_DOCUMENT EXCERPT_

While the price of purchased heifers is much lower today, the cost of raising them remains unchanged. According to data from the Ontario Dairy Farm Accounting Project, the average cost of raising a heifer from birth to calving is $1,900. If conditions two years from now remain unchanged, and her market value is $1,000, raising heifers for sale will result in a net loss of $900 per head. If herd records indicate that you traditionally replace 30 percent of your dairy herd annually, raising heifers from only the best cows and selling the rest at birth into the veal trade may be good economics. Traditionally beef cross calves attract slightly higher prices from veal buyers. Since the sex of calves cannot be predicted, a good strategy may be to rank all the milking cows in the herd according to productivity, breed the bottom third to beef, and breed the remainder with dairy sires. Then, raise only enough heifers from the best cows to meet traditional replacement needs. Of course, if the border re-opens or markets recover, herds that have applied this strategy will not have heifers to sell.

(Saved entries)
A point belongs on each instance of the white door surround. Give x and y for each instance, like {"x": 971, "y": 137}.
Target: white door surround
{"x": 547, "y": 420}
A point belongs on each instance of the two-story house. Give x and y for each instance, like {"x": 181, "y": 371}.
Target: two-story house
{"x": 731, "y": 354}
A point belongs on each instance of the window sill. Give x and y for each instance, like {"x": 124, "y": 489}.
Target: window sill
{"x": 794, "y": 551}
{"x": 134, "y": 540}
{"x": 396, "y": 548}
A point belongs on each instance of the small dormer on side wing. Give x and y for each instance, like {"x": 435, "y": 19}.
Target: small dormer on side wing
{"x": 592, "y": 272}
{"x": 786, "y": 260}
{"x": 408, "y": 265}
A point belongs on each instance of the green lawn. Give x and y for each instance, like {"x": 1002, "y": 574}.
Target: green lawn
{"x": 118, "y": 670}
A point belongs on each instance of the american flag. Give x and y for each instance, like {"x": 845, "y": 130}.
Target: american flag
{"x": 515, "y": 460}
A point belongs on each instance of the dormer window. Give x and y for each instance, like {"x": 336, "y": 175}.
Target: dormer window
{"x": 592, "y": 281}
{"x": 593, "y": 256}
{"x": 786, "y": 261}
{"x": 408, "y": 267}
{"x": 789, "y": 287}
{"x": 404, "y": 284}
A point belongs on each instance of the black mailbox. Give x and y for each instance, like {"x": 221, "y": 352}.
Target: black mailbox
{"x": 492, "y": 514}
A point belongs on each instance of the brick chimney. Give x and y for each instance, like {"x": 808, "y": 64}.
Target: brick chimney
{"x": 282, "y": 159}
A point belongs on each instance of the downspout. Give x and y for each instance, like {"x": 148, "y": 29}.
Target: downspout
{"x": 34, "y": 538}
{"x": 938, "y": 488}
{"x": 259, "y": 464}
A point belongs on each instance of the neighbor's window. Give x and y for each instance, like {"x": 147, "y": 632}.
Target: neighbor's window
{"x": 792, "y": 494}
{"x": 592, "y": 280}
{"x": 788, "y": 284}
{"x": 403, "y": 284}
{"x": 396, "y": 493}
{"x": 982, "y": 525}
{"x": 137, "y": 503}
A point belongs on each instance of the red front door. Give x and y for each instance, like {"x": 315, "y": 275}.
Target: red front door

_EXERCISE_
Retype the passage on the cost of raising dairy heifers word for word, from start to finish.

_TASK ANSWER_
While the price of purchased heifers is much lower today, the cost of raising them remains unchanged. According to data from the Ontario Dairy Farm Accounting Project, the average cost of raising a heifer from birth to calving is $1,900. If conditions two years from now remain unchanged, and her market value is $1,000, raising heifers for sale will result in a net loss of $900 per head. If herd records indicate that you traditionally replace 30 percent of your dairy herd annually, raising heifers from only the best cows and selling the rest at birth into the veal trade may be good economics. Traditionally beef cross calves attract slightly higher prices from veal buyers. Since the sex of calves cannot be predicted, a good strategy may be to rank all the milking cows in the herd according to productivity, breed the bottom third to beef, and breed the remainder with dairy sires. Then, raise only enough heifers from the best cows to meet traditional replacement needs. Of course, if the border re-opens or markets recover, herds that have applied this strategy will not have heifers to sell.